Teks Bacaan:
════════════════════
Senin, 20 Juni 2016

Agar Tak Jadi Pengantar Tidur



Di luar bulan Puasa, waktu istirahat biasanya dimanfaatkan untuk makan siang. Namun, hal ini tentu tidak bisa dilakukan di bulan Ramadhan. Untuk mengisi waktu istirahat, banyak gedung perkantoran mengadakan acara salat zuhur berjamaah, dilanjutkan dengan ceramah ramadhan. Biasanya, orang berbondong-bondong mendatangi lokasi salat dan ceramah tersebut. Gedung tempat penulis berkantor tak ketinggalan.
Yang menggelikan, banyak orang yang datang ke tempat salat bukan untuk mendengarkan ceramah, melainkan untuk tidur. Mereka merebahkan diri di atas karpet-karpet yang digelar.  Maklumlah di bulan puasa, kita kerap merasa mengantuk lantaran waktu tidur berkurang. Bagaimana tidak?Kita harus bangun lebih pagi untuk sahur. Dan selepas sahur, biasanya kita sulit untuk tidur kembali.
Rupanya, ada penyelenggara yang tidak senang dengan fenomena orang tidur di tempat salat ini. Apalagi jika si penceramah sedang berbicara. Maka cara untuk menyiasati agar orang-orang tidak seenaknya merebahkan diri adalah dengan cara mengurangi jumlah karpet yang digelar. Dengan demikian, ruang untuk menggeletakkan diri menjadi lebih sempit.
Apakah sikap sebagian orang yang tidur di tempat salat ini bisa dibenarkan, apatah lagi seorang penceramah sedang hadir dan memberikan ceramah di situ?Secara moral dan etika, jawabannya memang tidak. Banyak informasi dan inspirasi yang dapat diresapi dari wejangan-wejangan agama yang kita dengar.
════════════════════
Data yang Ditampilkan:
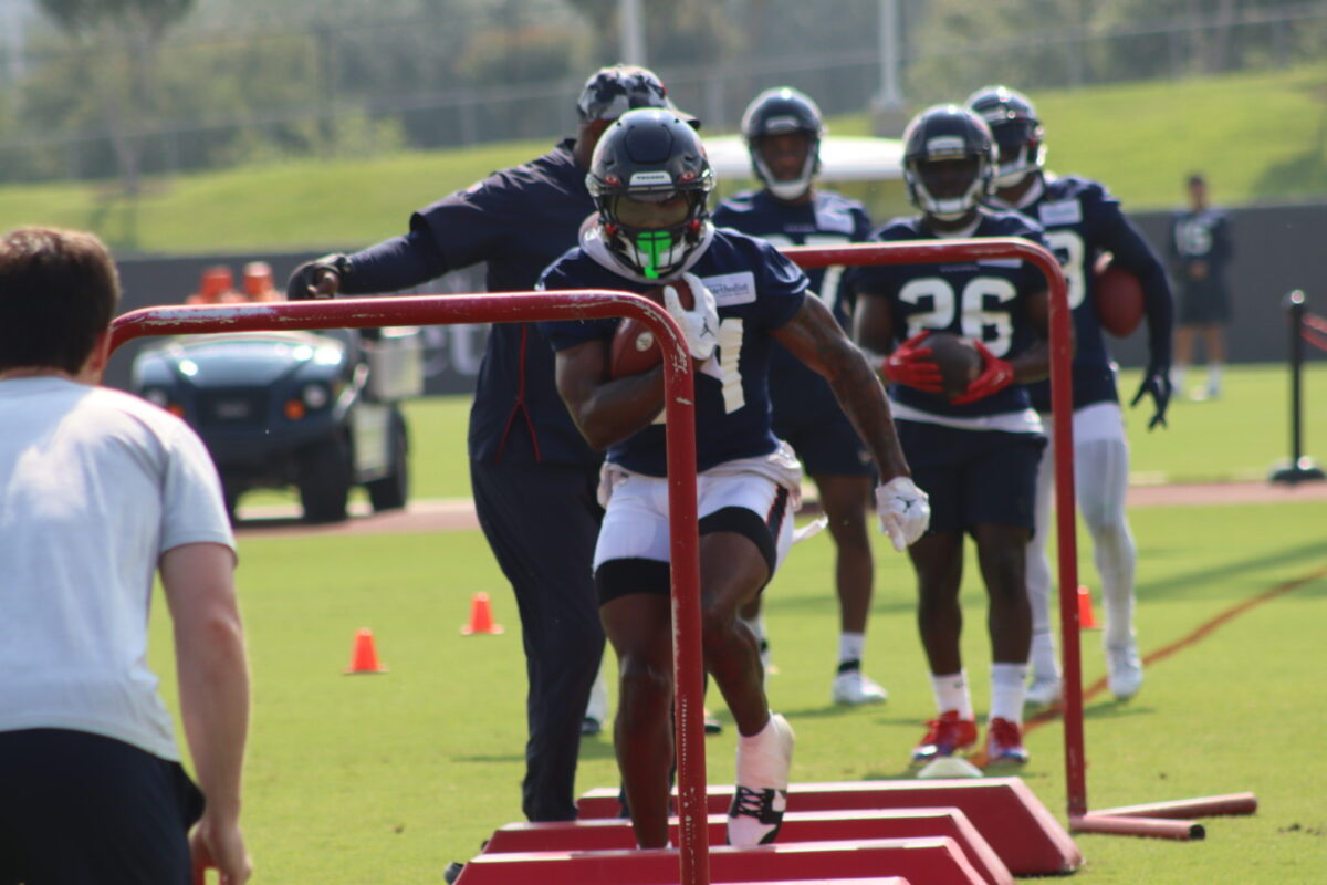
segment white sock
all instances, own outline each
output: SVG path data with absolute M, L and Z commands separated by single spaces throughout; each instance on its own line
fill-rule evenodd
════════════════════
Soal Latihan:
a - Tulis ulang bagian artikel tentang tidur saat ceramah Ramadhan yang dimulai dari "Yang menggelikan, banyak" dan berlanjut hingga "untuk tidur kembali.", dengan menukar "karpet-karpet" menjadi "tikar-tikar".
b - Sebutkan semua kata ulang bertanda hubung yang terdapat dalam artikel tentang tidur saat ceramah Ramadhan.
c - Teruskan artikel tentang tidur saat ceramah Ramadhan mulai dari kalimat terakhirnya.

Pembahasan Soal:
a -
Yang menggelikan, banyak orang yang datang ke tempat salat bukan untuk mendengarkan ceramah, melainkan untuk tidur. Mereka merebahkan diri di atas tikar-tikar yang digelar.  Maklumlah di bulan puasa, kita kerap merasa mengantuk lantaran waktu tidur berkurang. Bagaimana tidak?Kita harus bangun lebih pagi untuk sahur. Dan selepas sahur, biasanya kita sulit untuk tidur kembali.

b - berbondong-bondong, karpet-karpet, orang-orang, wejangan-wejangan

c -
 Namun, apakah para penyelenggara salat berjamaah ini berhak memaksa mereka yang hadir untuk duduk tegak seraya mendengarkan ceramah? Seyogianya ini tidak dilakukan. Ceramah adalah bagian dari berdakwah, dan berdakwah tidak boleh dengan paksaan. Yang dapat dilakukan adalah si penceramah harus menyampaikan ceramahnya dengan cara yang menarik sehingga jamaah rela mengorbankan waktu tidurnya dan mendengarkan ceramah hingga selesai. Inilah yang harus berusaha dihadirkan oleh sang penyelenggara acara. Dan inilah yang dialami penulis saat menghadiri salah satu sesi acara kegiatan Ramadhan. Penulis kerap mendengar penonton meledak tawanya saat si penceramah sedang memberikan wejangannya. Suasana menjadi lebih hangat dan ramai.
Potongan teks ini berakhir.